----- EXTRACTED MATERIAL

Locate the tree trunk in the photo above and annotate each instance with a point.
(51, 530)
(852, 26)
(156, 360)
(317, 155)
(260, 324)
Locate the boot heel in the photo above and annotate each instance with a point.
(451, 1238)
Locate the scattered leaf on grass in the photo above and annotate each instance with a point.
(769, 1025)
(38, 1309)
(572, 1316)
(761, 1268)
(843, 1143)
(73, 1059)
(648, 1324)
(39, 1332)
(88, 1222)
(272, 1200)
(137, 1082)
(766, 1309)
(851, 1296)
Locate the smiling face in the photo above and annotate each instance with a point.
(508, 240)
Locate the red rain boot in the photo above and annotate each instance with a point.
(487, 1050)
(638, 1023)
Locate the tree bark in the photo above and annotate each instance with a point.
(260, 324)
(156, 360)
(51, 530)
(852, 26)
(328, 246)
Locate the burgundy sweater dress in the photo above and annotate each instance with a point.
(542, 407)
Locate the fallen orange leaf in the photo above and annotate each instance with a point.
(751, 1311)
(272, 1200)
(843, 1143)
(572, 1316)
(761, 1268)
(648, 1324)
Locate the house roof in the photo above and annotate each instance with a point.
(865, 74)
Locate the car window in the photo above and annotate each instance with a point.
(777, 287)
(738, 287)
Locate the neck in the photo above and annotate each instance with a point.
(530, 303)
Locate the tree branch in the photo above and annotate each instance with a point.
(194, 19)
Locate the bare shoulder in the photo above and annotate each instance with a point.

----------

TASK:
Each line from the one that includes "Locate the neck" down to the close of the records above is to be given again exactly, and no other line is to appear.

EXERCISE SOLUTION:
Locate the neck in the photo above and annotate each instance with a point.
(530, 303)
Locate the tree branch in the photo above and annotate each instance with a point.
(194, 19)
Locate the bare shoulder in the photo above and annotate each instance with a point.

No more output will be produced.